Can you turn every line of the records below into a numbered list, leaving out any blank lines?

Pointing dataset records:

— BEGIN —

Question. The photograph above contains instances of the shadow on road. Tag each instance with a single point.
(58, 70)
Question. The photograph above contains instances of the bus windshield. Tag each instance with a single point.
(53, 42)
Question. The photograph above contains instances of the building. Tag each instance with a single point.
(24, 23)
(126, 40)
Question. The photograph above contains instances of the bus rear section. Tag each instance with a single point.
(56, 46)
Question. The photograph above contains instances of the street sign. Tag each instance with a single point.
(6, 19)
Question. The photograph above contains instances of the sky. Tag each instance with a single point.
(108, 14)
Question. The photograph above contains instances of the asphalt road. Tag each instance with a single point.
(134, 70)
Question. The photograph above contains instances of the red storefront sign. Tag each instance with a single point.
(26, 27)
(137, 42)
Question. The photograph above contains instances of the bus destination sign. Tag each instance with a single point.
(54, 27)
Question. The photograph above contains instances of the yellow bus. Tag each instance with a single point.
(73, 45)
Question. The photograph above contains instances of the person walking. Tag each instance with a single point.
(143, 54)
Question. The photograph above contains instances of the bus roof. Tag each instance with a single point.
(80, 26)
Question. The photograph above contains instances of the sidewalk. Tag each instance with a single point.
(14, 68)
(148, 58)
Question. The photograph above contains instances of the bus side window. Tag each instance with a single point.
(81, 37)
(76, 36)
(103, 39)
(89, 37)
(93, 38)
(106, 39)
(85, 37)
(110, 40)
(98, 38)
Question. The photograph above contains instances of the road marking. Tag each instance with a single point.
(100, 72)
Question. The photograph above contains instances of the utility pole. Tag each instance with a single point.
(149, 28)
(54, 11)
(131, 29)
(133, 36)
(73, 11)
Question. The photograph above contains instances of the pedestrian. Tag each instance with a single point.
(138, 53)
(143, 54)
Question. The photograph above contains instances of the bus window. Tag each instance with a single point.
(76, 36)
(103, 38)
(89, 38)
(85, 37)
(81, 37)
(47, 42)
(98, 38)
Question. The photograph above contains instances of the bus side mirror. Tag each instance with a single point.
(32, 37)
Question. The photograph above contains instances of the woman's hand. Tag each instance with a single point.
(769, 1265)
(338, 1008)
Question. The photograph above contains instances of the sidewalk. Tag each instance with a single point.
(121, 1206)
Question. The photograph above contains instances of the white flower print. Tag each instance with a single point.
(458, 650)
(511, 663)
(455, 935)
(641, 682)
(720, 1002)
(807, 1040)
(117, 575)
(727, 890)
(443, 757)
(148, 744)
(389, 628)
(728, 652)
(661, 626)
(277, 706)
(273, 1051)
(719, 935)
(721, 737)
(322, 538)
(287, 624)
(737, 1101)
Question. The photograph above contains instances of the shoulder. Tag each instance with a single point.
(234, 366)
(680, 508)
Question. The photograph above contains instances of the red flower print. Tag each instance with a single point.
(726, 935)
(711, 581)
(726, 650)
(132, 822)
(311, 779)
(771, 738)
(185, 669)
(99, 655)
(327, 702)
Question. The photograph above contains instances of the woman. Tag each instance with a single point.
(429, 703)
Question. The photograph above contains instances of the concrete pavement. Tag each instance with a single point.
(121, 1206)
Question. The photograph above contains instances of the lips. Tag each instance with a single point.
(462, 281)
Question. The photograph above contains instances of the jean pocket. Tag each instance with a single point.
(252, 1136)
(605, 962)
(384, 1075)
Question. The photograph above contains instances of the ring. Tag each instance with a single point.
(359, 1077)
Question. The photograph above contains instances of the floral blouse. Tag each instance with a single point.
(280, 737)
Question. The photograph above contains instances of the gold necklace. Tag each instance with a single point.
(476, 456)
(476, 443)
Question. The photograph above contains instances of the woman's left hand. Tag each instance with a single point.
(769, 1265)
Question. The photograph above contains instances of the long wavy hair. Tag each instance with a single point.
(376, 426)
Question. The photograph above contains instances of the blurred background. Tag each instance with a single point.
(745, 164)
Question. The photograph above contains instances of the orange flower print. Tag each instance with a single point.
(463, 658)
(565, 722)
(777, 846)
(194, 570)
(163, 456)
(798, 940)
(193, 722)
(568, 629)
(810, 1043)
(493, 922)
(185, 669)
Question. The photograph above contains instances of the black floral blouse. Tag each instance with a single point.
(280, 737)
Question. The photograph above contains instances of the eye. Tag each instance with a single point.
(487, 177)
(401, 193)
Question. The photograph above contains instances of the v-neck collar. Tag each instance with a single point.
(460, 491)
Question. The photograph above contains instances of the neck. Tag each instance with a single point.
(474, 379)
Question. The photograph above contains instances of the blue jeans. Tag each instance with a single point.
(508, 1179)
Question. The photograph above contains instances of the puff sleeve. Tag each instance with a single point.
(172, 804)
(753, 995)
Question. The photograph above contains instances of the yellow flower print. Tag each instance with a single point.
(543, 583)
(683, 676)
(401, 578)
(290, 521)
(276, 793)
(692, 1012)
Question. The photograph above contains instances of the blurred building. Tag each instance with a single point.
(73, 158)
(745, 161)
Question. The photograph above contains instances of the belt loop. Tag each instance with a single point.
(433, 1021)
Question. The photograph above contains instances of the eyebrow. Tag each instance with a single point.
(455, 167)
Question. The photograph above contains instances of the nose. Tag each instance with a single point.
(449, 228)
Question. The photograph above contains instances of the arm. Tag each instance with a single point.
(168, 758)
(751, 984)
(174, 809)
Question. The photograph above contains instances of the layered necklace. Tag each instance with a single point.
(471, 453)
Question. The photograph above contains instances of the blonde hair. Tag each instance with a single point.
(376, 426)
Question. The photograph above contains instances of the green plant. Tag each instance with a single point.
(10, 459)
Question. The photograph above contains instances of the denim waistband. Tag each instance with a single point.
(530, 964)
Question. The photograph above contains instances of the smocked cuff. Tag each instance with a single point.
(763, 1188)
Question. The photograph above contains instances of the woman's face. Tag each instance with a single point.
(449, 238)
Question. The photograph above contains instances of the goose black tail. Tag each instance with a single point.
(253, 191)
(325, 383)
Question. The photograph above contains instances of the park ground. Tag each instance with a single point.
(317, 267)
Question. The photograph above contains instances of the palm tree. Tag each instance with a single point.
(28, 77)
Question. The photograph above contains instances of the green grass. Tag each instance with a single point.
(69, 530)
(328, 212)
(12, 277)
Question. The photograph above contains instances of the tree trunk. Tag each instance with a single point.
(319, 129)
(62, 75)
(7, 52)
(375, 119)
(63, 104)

— END —

■ Solution for this problem ■
1. Question. The photograph above contains instances of the shadow on road. Tag each instance with a single point.
2. (58, 70)
3. Question. The photograph above contains instances of the bus windshield. Tag each instance with a single point.
4. (53, 42)
5. Question. The photograph above contains instances of the building. Tag each instance with a single point.
6. (24, 23)
7. (126, 40)
8. Question. The photograph above contains instances of the bus rear section. Tag each instance with a single point.
9. (56, 46)
10. Question. The photograph above contains instances of the street sign. Tag each instance with a single point.
11. (6, 19)
12. Question. The photograph above contains instances of the sky. Tag each instance with a single point.
13. (108, 14)
14. Question. The photograph above contains instances of the asphalt road. Tag each instance with a single point.
15. (134, 70)
16. Question. The photograph above contains instances of the red storefront sign. Tag each instance with a single point.
17. (26, 27)
18. (137, 42)
19. Question. The photograph above contains instances of the bus destination sign. Tag each instance with a single point.
20. (54, 27)
21. Question. The photograph above contains instances of the yellow bus. Tag each instance with a single point.
22. (73, 45)
23. Question. The photograph above contains instances of the person walking. Tag each instance with a single point.
24. (143, 54)
25. Question. The photograph above contains instances of the bus roof. Tag each instance with a single point.
26. (80, 26)
27. Question. The photograph above contains instances of the sidewalk. Tag each instance with a single point.
28. (14, 68)
29. (148, 58)
30. Question. The photograph above contains instances of the bus side window. Tag each instance with a single point.
31. (81, 37)
32. (76, 36)
33. (103, 39)
34. (89, 37)
35. (93, 38)
36. (106, 39)
37. (85, 37)
38. (110, 40)
39. (98, 38)
40. Question. The photograph above contains instances of the road marking. Tag each instance with a single point.
41. (100, 72)
42. Question. The photograph above contains instances of the utility pole. Tag each instance with a single point.
43. (149, 28)
44. (54, 11)
45. (131, 29)
46. (133, 36)
47. (73, 11)
48. Question. The photograph above contains instances of the pedestrian. Tag each instance with a single point.
49. (138, 53)
50. (143, 54)
51. Question. The photograph above contains instances of the bus window. Tag each instance with a single point.
52. (76, 36)
53. (103, 38)
54. (89, 38)
55. (85, 37)
56. (81, 37)
57. (47, 42)
58. (98, 38)
59. Question. The photograph above contains instances of the bus side mirror. Tag each instance with a single point.
60. (32, 37)
61. Question. The photograph above contains instances of the woman's hand. Tag each instance with a single point.
62. (769, 1265)
63. (338, 1008)
64. Question. The photograph above contains instances of the sidewalk. Tag each instance with a single point.
65. (121, 1206)
66. Question. The photograph above contains instances of the white flower print. Tag each instance with a single point.
67. (458, 650)
68. (511, 663)
69. (455, 935)
70. (641, 682)
71. (720, 1002)
72. (807, 1040)
73. (117, 575)
74. (727, 890)
75. (443, 757)
76. (148, 744)
77. (389, 628)
78. (728, 652)
79. (661, 626)
80. (277, 706)
81. (273, 1051)
82. (719, 935)
83. (721, 737)
84. (322, 538)
85. (287, 624)
86. (737, 1101)
87. Question. The photograph above contains instances of the shoulder. Tag each instance with a single point.
88. (234, 366)
89. (680, 508)
90. Question. The photograph above contains instances of the red flower print. Tag each instance with a single point.
91. (726, 935)
92. (711, 581)
93. (726, 650)
94. (132, 822)
95. (311, 779)
96. (771, 738)
97. (185, 669)
98. (99, 655)
99. (327, 702)
100. Question. The photograph above contains instances of the woman. Tag each instance with a single point.
101. (429, 703)
102. Question. The photograph above contains instances of the concrete pavement. Tag each instance with a single point.
103. (121, 1206)
104. Question. The photograph above contains instances of the lips. Tag each instance with a single point.
105. (462, 281)
106. Question. The photograph above contains instances of the jean pocket. Tag each instance with a single point.
107. (252, 1136)
108. (605, 962)
109. (384, 1075)
110. Question. The photograph above contains instances of the ring. Tag each instance with a single point.
111. (359, 1077)
112. Question. The photograph above contains instances of the floral blouse. Tag each instance with a single point.
113. (280, 737)
114. Question. The photograph above contains instances of the gold necklace. Tag each instance with a single point.
115. (476, 456)
116. (476, 443)
117. Question. The photograph above contains instances of the woman's left hand. Tag each instance with a single point.
118. (769, 1265)
119. Question. The photograph above contains instances of the long wavy hair. Tag each instance with a single point.
120. (376, 426)
121. Question. The photograph above contains instances of the blurred background. Tag each instance with a single point.
122. (745, 164)
123. Question. The photograph above contains instances of the orange flower print. Tag each instance with a single point.
124. (463, 658)
125. (565, 722)
126. (777, 846)
127. (194, 570)
128. (163, 456)
129. (798, 940)
130. (193, 722)
131. (568, 629)
132. (810, 1043)
133. (493, 922)
134. (185, 669)
135. Question. The photograph above contains instances of the black floral blouse. Tag each instance with a single point.
136. (280, 737)
137. Question. The photograph above contains instances of the eye. Tag each instance with a single point.
138. (487, 177)
139. (401, 193)
140. Question. The photograph above contains instances of the v-neck collar. Tag each instance with a single point.
141. (460, 491)
142. Question. The photograph above contains instances of the neck. Tag each instance with a single point.
143. (474, 379)
144. Question. The photograph above contains instances of the blue jeans. Tag each instance with a single point.
145. (508, 1179)
146. Question. The photograph above contains instances of the puff sleeve. Tag each instance with a single point.
147. (172, 804)
148. (753, 995)
149. Question. The photograph above contains instances of the yellow flower print. Tag each instance with a single point.
150. (543, 583)
151. (683, 676)
152. (401, 578)
153. (290, 521)
154. (276, 793)
155. (692, 1012)
156. Question. The photograph above contains instances of the blurred building. Tag each instance with a single point.
157. (73, 158)
158. (745, 161)
159. Question. The photograph above contains instances of the belt loop. Tag each instance with a single point.
160. (433, 1021)
161. Question. The photograph above contains instances of the eyebrow. Tag each instance with a single point.
162. (455, 167)
163. Question. The photograph above contains instances of the nose. Tag each instance with a single point.
164. (449, 228)
165. Question. The photograph above contains instances of the arm. Tag each instance with a single point.
166. (168, 758)
167. (751, 984)
168. (174, 809)
169. Question. The photograph above contains instances of the layered necklace. Tag each instance with a single point.
170. (471, 453)
171. Question. The photograph above contains instances of the blonde hair. Tag each instance with a single point.
172. (376, 426)
173. Question. The photograph above contains instances of the green plant. Tag each instance with a single point.
174. (10, 459)
175. Question. The photograph above contains instances of the denim waistband. Tag each instance with a single point.
176. (530, 964)
177. Question. The photograph above contains instances of the smocked cuff. Tag each instance with a single point.
178. (763, 1188)
179. Question. The photograph above contains instances of the woman's face. Tag each instance with a single point.
180. (449, 238)
181. Question. The photograph above contains instances of the goose black tail. Tag each instance with a single point.
182. (253, 191)
183. (325, 383)
184. Question. The photograph above contains instances of the park ground. Tag each instance with a single point.
185. (317, 267)
186. Question. The photograph above contains instances of the palm tree. Tag each instance with a single point.
187. (28, 77)
188. Question. The photograph above contains instances of the green grass. Tag each instance with a single point.
189. (69, 530)
190. (328, 212)
191. (12, 277)
192. Question. The photograph above contains instances of the tree trunk. Tag each instance with a single point.
193. (319, 129)
194. (62, 75)
195. (7, 52)
196. (375, 119)
197. (63, 104)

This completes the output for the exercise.